Dataset entries:

· · · ·

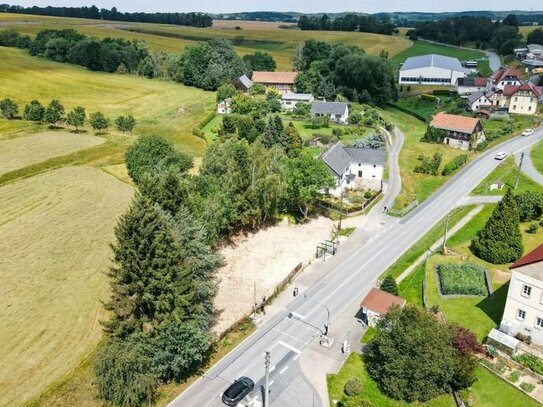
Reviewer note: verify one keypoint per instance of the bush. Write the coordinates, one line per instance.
(353, 387)
(464, 279)
(455, 164)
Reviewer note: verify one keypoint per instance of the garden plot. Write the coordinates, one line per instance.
(54, 235)
(24, 151)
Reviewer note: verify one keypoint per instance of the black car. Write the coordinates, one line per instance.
(237, 391)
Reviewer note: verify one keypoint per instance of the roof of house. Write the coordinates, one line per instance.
(336, 158)
(535, 256)
(453, 122)
(474, 97)
(503, 73)
(274, 77)
(372, 156)
(297, 96)
(329, 108)
(245, 81)
(433, 60)
(381, 301)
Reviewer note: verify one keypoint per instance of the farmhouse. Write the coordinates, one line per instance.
(355, 168)
(464, 133)
(377, 303)
(523, 311)
(468, 86)
(432, 70)
(283, 82)
(337, 111)
(290, 100)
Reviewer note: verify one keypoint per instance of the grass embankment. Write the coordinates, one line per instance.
(280, 43)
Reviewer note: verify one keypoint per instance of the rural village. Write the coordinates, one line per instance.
(263, 209)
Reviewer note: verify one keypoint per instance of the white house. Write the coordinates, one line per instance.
(355, 168)
(477, 101)
(432, 70)
(337, 111)
(377, 303)
(523, 311)
(224, 107)
(290, 100)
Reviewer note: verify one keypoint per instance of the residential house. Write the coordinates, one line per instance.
(523, 311)
(290, 100)
(283, 82)
(355, 168)
(377, 303)
(432, 70)
(464, 133)
(338, 112)
(225, 107)
(503, 77)
(477, 101)
(468, 86)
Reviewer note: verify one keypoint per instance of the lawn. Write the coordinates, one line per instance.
(60, 223)
(537, 156)
(280, 43)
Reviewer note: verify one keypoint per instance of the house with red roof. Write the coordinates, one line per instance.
(523, 311)
(464, 133)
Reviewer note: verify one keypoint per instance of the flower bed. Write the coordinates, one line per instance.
(462, 279)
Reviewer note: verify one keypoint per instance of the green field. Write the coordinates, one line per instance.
(280, 43)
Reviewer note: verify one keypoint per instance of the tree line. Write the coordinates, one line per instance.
(503, 36)
(349, 22)
(327, 70)
(199, 20)
(55, 114)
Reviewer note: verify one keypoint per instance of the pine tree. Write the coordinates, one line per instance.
(389, 285)
(500, 240)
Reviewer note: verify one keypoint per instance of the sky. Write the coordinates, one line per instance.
(306, 6)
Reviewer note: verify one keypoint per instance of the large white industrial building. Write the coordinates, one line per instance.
(431, 70)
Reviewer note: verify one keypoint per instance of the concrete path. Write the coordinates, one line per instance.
(528, 166)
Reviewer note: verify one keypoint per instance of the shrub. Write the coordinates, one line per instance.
(353, 387)
(455, 164)
(464, 279)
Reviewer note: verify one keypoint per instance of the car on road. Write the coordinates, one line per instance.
(237, 391)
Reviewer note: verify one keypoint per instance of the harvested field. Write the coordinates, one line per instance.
(54, 235)
(24, 151)
(266, 258)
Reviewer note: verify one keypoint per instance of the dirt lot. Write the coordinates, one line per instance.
(24, 151)
(54, 235)
(266, 258)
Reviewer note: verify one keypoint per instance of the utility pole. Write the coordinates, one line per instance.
(519, 168)
(267, 362)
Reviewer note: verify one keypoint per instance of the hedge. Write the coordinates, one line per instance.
(455, 164)
(462, 279)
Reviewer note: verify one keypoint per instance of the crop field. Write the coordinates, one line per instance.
(251, 38)
(54, 235)
(24, 151)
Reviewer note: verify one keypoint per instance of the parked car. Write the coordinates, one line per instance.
(501, 155)
(237, 391)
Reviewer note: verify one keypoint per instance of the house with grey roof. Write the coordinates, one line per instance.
(432, 70)
(338, 112)
(355, 168)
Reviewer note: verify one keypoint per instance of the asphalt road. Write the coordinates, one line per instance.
(289, 332)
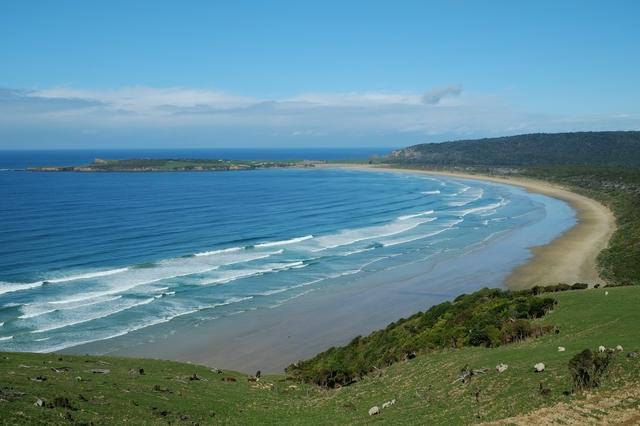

· · · ·

About this exercise: For the records above, give every line again exactly and skip the pictures.

Written solution:
Reviewer note: verify one keypoint per instance of the bush. Write the coordinates, one line per instance.
(353, 387)
(464, 279)
(455, 164)
Reviewer note: verify one keypoint per instance of the garden plot. Write the coordinates, one line per instance.
(54, 235)
(24, 151)
Reviewer note: verify one keypoint per instance of the black car. Write the coordinates, one line per instance.
(237, 391)
Reviewer note: verify one keypoint per instance of the roof of house. Write the coordinates, one line per instance.
(336, 158)
(535, 256)
(453, 122)
(474, 97)
(503, 73)
(274, 77)
(372, 156)
(297, 96)
(329, 108)
(245, 81)
(433, 60)
(381, 301)
Reviewer note: verify one keypoint per instance of the farmhouse. Write the coordinates, one line per instance.
(355, 168)
(464, 133)
(377, 303)
(523, 311)
(468, 86)
(432, 70)
(283, 82)
(337, 111)
(290, 100)
Reviewer note: verify one keypoint per instance of the grass embankment. Write the coordinates, one line per instance.
(280, 43)
Reviewer note: verify one keypoint per instance of the rural village. Write the coordinates, one line per instance.
(263, 209)
Reviewer note: verify one keypoint per instance of the white house. Write the coordinates, one line per instance.
(355, 168)
(477, 101)
(432, 70)
(337, 111)
(377, 303)
(523, 311)
(224, 107)
(290, 100)
Reviewer note: verify one keypoint per instance of the residential house. Write the coordinates, one line per instance.
(523, 311)
(290, 100)
(283, 82)
(355, 168)
(377, 303)
(432, 70)
(464, 133)
(338, 112)
(225, 107)
(503, 77)
(477, 101)
(468, 86)
Reviewer note: verify one keypoint per instance of the lawn. Write the coordinates, one line per instance.
(60, 223)
(537, 156)
(280, 43)
Reviewer note: verify one keypoint per instance of the house with red roof. Write the coordinates, one line per instance.
(523, 311)
(464, 133)
Reviewer note: verify one keypoint per instance of the flower bed. Write the coordinates, one line per instance.
(462, 279)
Reviewer note: verify one keypoint per instance of the green field. Write the coordinates, one line per instance.
(280, 43)
Reviewer note: verify one keypoint per instance of the tree line. Write the coordinates, one line per instance.
(503, 36)
(349, 22)
(327, 70)
(199, 20)
(55, 114)
Reviewer note: verify one keypoint per instance of the pine tree. Write the coordinates, one line per instance.
(389, 285)
(500, 240)
Reviewer note: verify one keypoint per instance of the sky. Write the coordinates, one line per instance.
(306, 6)
Reviewer note: verify one keypoint per instance of the large white industrial building. Write the coordinates, one line per instance.
(431, 70)
Reviewer note: verify one keypoint per instance of the concrete path. Write the coordinates, one line per instance.
(528, 166)
Reviewer note: verify one keypoint per instance of the shrub. Write the coordinates, one line per instance.
(353, 387)
(455, 164)
(464, 279)
Reviewer note: verify one keypoint per instance of the car on road. Write the coordinates, one line per instance.
(237, 391)
Reviewer note: verify one keypoint per instance of the harvested field. Write the coordinates, one line per instance.
(54, 235)
(24, 151)
(266, 258)
Reviewer note: verify one keypoint per instance of the dirt lot. Write the coordinates, one line per instance.
(24, 151)
(54, 235)
(266, 258)
Reviewer note: verify one keypoint per instance of the utility pole. Write the coordinates, one line per instance.
(519, 168)
(267, 362)
Reviewer note: verify one keypoint per instance of the hedge. Write the coordinates, one line per instance.
(455, 164)
(462, 279)
Reviewer note: verify one keypoint per instance of the crop field. Write the coordinates, one line per instance.
(251, 38)
(54, 235)
(24, 151)
Reviewer note: verify one keypoint per instance of the parked car. Write the coordinates, one line per instance.
(501, 155)
(237, 391)
Reviewer note: verify one keypoint per instance of the house with grey roof. Write the coordinates, one line per instance.
(432, 70)
(338, 112)
(355, 168)
Reviewer note: verify one keypoint per instance of the asphalt road. Write the coordinates, one line per instance.
(289, 332)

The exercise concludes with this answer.